> _Records for this task_
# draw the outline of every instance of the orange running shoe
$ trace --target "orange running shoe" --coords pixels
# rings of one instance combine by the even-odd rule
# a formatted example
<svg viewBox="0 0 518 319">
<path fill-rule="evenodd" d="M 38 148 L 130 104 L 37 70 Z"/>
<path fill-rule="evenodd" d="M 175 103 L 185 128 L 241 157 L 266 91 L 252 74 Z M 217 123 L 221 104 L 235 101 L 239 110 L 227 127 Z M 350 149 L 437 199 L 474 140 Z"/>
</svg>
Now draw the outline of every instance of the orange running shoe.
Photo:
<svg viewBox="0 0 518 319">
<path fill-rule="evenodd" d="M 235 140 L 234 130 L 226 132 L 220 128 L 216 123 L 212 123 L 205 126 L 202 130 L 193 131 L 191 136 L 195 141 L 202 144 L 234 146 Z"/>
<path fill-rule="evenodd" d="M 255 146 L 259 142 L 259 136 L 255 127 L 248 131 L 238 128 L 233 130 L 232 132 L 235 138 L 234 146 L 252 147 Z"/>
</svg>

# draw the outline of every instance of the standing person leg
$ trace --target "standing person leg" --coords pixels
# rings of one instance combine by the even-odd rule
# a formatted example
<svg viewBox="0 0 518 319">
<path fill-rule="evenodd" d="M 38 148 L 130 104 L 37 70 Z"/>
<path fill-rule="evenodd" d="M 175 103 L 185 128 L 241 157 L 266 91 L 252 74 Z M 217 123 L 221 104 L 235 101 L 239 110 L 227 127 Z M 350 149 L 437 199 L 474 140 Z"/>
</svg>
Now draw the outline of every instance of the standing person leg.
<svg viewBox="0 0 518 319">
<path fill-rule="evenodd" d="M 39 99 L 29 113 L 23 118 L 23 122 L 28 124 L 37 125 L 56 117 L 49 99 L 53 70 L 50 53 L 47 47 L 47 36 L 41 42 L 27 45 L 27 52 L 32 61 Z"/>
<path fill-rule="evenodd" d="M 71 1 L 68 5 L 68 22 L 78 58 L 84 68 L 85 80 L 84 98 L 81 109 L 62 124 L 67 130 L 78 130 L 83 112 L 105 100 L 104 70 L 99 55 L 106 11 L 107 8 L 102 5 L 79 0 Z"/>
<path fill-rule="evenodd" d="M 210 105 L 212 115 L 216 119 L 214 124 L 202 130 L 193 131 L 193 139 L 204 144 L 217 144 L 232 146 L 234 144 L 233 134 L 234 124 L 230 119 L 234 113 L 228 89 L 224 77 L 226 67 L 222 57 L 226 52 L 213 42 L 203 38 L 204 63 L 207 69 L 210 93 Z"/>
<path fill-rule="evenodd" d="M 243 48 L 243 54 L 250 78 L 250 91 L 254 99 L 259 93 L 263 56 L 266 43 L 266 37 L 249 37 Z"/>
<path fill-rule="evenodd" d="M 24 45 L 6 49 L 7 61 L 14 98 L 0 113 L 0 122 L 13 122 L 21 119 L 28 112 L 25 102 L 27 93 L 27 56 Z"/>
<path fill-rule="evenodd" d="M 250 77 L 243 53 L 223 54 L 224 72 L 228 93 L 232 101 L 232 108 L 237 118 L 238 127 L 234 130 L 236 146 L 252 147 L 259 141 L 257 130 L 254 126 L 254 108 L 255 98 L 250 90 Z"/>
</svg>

> _Set exercise_
Can you reproduce, character for character, everything in the listing from the line containing "# draw the outline of every instance of the standing" down to the end of the listing, that line included?

> _Response below_
# draw the outline of every instance of the standing person leg
$ trace --target "standing person leg" --coords pixels
# rings of one instance combine by the even-odd rule
# a formatted example
<svg viewBox="0 0 518 319">
<path fill-rule="evenodd" d="M 38 148 L 130 104 L 37 70 Z"/>
<path fill-rule="evenodd" d="M 175 103 L 185 128 L 241 157 L 266 91 L 252 74 Z M 217 123 L 221 104 L 235 101 L 239 110 L 227 127 Z M 350 149 L 437 199 L 474 140 Z"/>
</svg>
Now draw the outline of every instance of the standing person leg.
<svg viewBox="0 0 518 319">
<path fill-rule="evenodd" d="M 39 99 L 29 113 L 23 118 L 23 122 L 28 124 L 37 125 L 56 117 L 49 99 L 53 70 L 50 53 L 47 47 L 47 36 L 41 42 L 27 45 L 27 52 L 32 61 Z"/>
<path fill-rule="evenodd" d="M 71 1 L 68 5 L 68 22 L 78 58 L 84 68 L 85 80 L 84 98 L 81 109 L 62 124 L 67 130 L 78 130 L 83 112 L 105 100 L 104 70 L 99 55 L 106 11 L 107 8 L 102 5 L 79 0 Z"/>
<path fill-rule="evenodd" d="M 210 105 L 212 115 L 216 119 L 214 124 L 202 130 L 193 131 L 193 139 L 204 144 L 217 144 L 232 146 L 234 144 L 233 134 L 234 124 L 230 119 L 234 113 L 228 89 L 224 77 L 226 67 L 222 57 L 226 52 L 213 42 L 203 38 L 204 63 L 207 69 L 210 93 Z"/>
<path fill-rule="evenodd" d="M 243 48 L 243 54 L 250 78 L 250 91 L 254 99 L 259 93 L 263 56 L 266 43 L 266 37 L 249 37 Z"/>
<path fill-rule="evenodd" d="M 24 45 L 6 49 L 7 61 L 14 98 L 0 113 L 0 122 L 13 122 L 21 119 L 28 112 L 25 102 L 27 93 L 27 56 Z"/>
<path fill-rule="evenodd" d="M 250 77 L 243 53 L 223 54 L 224 72 L 228 93 L 232 101 L 232 108 L 237 118 L 238 127 L 234 130 L 236 146 L 252 147 L 259 141 L 257 130 L 254 126 L 254 108 L 255 98 L 250 90 Z"/>
</svg>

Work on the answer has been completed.